Transcribe the listing below in its entirety, exactly.

EXERCISE INPUTS section start

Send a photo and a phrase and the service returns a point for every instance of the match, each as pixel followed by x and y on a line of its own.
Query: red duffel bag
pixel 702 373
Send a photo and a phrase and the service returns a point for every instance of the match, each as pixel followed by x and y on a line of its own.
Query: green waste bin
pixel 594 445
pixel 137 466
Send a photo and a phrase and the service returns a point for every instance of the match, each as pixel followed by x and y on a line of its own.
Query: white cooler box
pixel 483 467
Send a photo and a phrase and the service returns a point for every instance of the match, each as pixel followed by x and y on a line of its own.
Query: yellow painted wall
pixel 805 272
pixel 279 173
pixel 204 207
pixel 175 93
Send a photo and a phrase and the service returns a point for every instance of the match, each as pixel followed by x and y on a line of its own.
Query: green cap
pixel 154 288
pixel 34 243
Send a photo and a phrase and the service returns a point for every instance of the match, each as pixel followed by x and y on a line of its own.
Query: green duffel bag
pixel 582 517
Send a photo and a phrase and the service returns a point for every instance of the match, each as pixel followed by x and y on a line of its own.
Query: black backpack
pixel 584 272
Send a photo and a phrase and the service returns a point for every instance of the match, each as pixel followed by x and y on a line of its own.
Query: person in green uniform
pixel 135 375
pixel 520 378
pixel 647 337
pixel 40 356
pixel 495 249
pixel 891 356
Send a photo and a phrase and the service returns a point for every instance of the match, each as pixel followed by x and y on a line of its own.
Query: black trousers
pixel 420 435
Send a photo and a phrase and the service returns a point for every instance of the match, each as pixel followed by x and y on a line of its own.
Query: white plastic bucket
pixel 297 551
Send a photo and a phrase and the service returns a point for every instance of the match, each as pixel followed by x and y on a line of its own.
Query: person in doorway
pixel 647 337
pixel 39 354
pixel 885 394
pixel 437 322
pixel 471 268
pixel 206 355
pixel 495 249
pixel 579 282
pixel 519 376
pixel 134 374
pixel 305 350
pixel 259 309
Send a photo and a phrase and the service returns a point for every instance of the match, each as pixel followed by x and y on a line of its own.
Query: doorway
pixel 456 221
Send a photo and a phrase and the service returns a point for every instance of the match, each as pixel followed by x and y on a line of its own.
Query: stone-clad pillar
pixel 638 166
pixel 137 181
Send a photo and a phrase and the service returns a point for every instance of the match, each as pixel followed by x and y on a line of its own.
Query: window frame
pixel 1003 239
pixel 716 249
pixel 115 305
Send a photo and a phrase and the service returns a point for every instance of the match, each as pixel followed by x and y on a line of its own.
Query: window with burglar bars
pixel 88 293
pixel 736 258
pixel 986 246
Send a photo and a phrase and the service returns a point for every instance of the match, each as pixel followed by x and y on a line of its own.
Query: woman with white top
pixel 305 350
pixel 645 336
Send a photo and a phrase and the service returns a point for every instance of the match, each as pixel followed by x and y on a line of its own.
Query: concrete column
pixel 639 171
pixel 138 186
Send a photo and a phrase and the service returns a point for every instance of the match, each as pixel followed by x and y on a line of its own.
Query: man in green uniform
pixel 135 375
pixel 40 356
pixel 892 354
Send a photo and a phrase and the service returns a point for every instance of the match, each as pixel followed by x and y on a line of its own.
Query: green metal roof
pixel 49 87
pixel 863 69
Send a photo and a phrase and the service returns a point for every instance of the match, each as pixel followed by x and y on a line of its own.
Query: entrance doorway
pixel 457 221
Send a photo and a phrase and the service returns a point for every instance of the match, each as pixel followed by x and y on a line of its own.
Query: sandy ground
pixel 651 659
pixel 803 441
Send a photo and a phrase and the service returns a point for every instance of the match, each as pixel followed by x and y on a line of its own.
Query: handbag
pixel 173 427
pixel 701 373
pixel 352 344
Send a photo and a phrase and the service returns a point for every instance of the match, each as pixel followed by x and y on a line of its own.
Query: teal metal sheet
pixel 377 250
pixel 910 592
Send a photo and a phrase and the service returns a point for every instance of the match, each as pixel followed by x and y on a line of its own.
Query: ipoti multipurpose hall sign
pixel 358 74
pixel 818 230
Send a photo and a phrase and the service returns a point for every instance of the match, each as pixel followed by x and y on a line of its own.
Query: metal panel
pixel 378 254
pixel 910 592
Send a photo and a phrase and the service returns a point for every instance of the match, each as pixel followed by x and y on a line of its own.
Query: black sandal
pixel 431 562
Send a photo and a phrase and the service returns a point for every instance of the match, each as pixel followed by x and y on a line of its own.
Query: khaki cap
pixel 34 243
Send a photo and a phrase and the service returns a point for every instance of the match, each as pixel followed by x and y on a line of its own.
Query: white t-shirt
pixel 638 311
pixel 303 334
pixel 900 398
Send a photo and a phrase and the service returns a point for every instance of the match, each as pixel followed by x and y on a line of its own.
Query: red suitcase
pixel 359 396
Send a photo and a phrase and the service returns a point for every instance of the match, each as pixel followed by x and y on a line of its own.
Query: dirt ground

EXERCISE INPUTS section end

• [TASK OUTPUT]
Send a photo and a phrase and the service returns a point for every instance of the match, each as pixel followed by x and y on a line of its own.
Query: red duffel bag
pixel 702 373
Send a photo and a phrase and the service returns a point for every instance of the match, each as pixel followed by x and y on a line of its own.
Query: green waste bin
pixel 594 445
pixel 137 466
Send a photo and a phrase and the service returns a point for every instance of the match, each as pixel followed by x and y on a line of its own.
Query: white cooler box
pixel 483 467
Send a photo and a phrase and the service returns a point for every instance of the match, each as pixel followed by x and y on a line of its own.
Query: yellow painted wall
pixel 805 272
pixel 279 173
pixel 204 207
pixel 175 93
Send a photo and a phrase and the service returns a point for every instance of the match, each as pixel followed by x and y on a line of its own.
Query: green cap
pixel 154 288
pixel 34 243
Send a photo and a phrase and the service returns a point for every instance of the match, each as pixel followed by x and y on a line of its own.
Query: green duffel bag
pixel 582 517
Send a photo and a phrase and the service returns a point for every instance of the match, each as pixel followed by x and y on a line of its own.
Query: black backpack
pixel 584 272
Send a photo and a phrase and the service returns a point for every instance of the match, each as pixel followed by x and y on a line of its own.
Query: person in green uniform
pixel 135 375
pixel 520 378
pixel 647 337
pixel 40 356
pixel 495 249
pixel 891 356
Send a photo and a phrase and the service returns a point for every instance of the match, each as pixel followed by x and y on a line of its own.
Query: black trousers
pixel 420 435
Send a photo and a phrase and the service returns a point for every instance of the match, each as pixel followed by x and y on a line of its own.
Query: white plastic bucket
pixel 297 551
Send a photo and a phrase and the service returns a point for every instance of the match, each as pixel followed by x and y on a line of its own.
Query: person in doorway
pixel 647 337
pixel 39 354
pixel 885 394
pixel 437 322
pixel 471 268
pixel 206 355
pixel 495 249
pixel 579 282
pixel 519 376
pixel 134 374
pixel 305 350
pixel 259 309
Send a photo and a phrase and the service returns a point for every instance of the match, each as pixel followed by x and y on a line of its own.
Query: doorway
pixel 456 221
Send a photo and a phrase and the service returns a point for every instance of the match, each as pixel followed by x and y on a line of its own.
Query: stone-clad pillar
pixel 638 166
pixel 137 181
Send a photo and a phrase and the service returns a point for every instance of the match, each as pixel followed by x and y on a line of its own.
Query: window frame
pixel 1003 239
pixel 716 249
pixel 115 305
Send a photo and a phrase and the service returns a point for every instance of the match, each as pixel followed by x and y on a line of its own.
Query: window with burglar bars
pixel 88 293
pixel 736 258
pixel 986 246
Send a photo and a phrase and the service returns a point for every instance of the match, each as pixel followed by x and y on a line of its own.
Query: woman with white top
pixel 305 350
pixel 645 336
Send a photo and a phrase and the service returns a point for every instance of the match, each as pixel followed by x and y on a line of its own.
Query: concrete column
pixel 639 171
pixel 138 186
Send a photo and a phrase and the service returns a point for every instance of the match, each as pixel followed by x and y on a line of its own.
Query: man in green uniform
pixel 135 375
pixel 40 356
pixel 892 354
Send a photo and a phrase and the service returns a point for every instance of the match, each as pixel followed by x and y on a line of its own.
Query: green metal roof
pixel 49 87
pixel 863 69
Send a photo and a phrase and the service returns a point for every instance of the match, each as pixel followed by x and y on a line of its own.
Query: entrance doorway
pixel 457 221
Send a photo and a phrase and the service returns a point for every instance of the match, each as pixel followed by x and y on a line of its own.
Query: sandy ground
pixel 651 659
pixel 803 441
Send a photo and a phrase and the service returns a point for every instance of the match, each as pixel followed by x and y on a line of its own.
Query: handbag
pixel 173 427
pixel 701 373
pixel 352 344
Send a photo and a phrase and the service returns a point for every instance of the match, each as pixel followed by x and y on a line of its own.
Query: teal metal sheet
pixel 377 250
pixel 910 592
Send a photo and a phrase and the service returns a point for every instance of the match, each as pixel followed by x and y on a line of its own.
Query: ipoti multipurpose hall sign
pixel 358 74
pixel 818 230
Send a photo and a phrase and the service returns a point for every instance of the match, each as pixel followed by x and y on a line of its own.
Query: metal panel
pixel 378 254
pixel 910 592
Send a photo and a phrase and the service returns a point for every instance of the match, each as pixel followed by x and y on a line of its own.
Query: black sandal
pixel 431 562
Send a photo and a phrase and the service returns a point for every instance of the match, each as pixel followed by x and y on a line of its own.
Query: khaki cap
pixel 34 243
Send a photo and a phrase and the service returns a point for every instance of the match, each as pixel followed by x and y on a line of its own.
Query: white t-shirt
pixel 638 311
pixel 303 334
pixel 900 398
Send a photo and a phrase and the service returns a point for every instance of the match, each as pixel followed by x and y on a line of its own.
Query: red suitcase
pixel 359 396
Send a photo and a phrase and the service returns a point for every instance of the match, each as pixel followed by x and y on a line of its own.
Query: dirt ground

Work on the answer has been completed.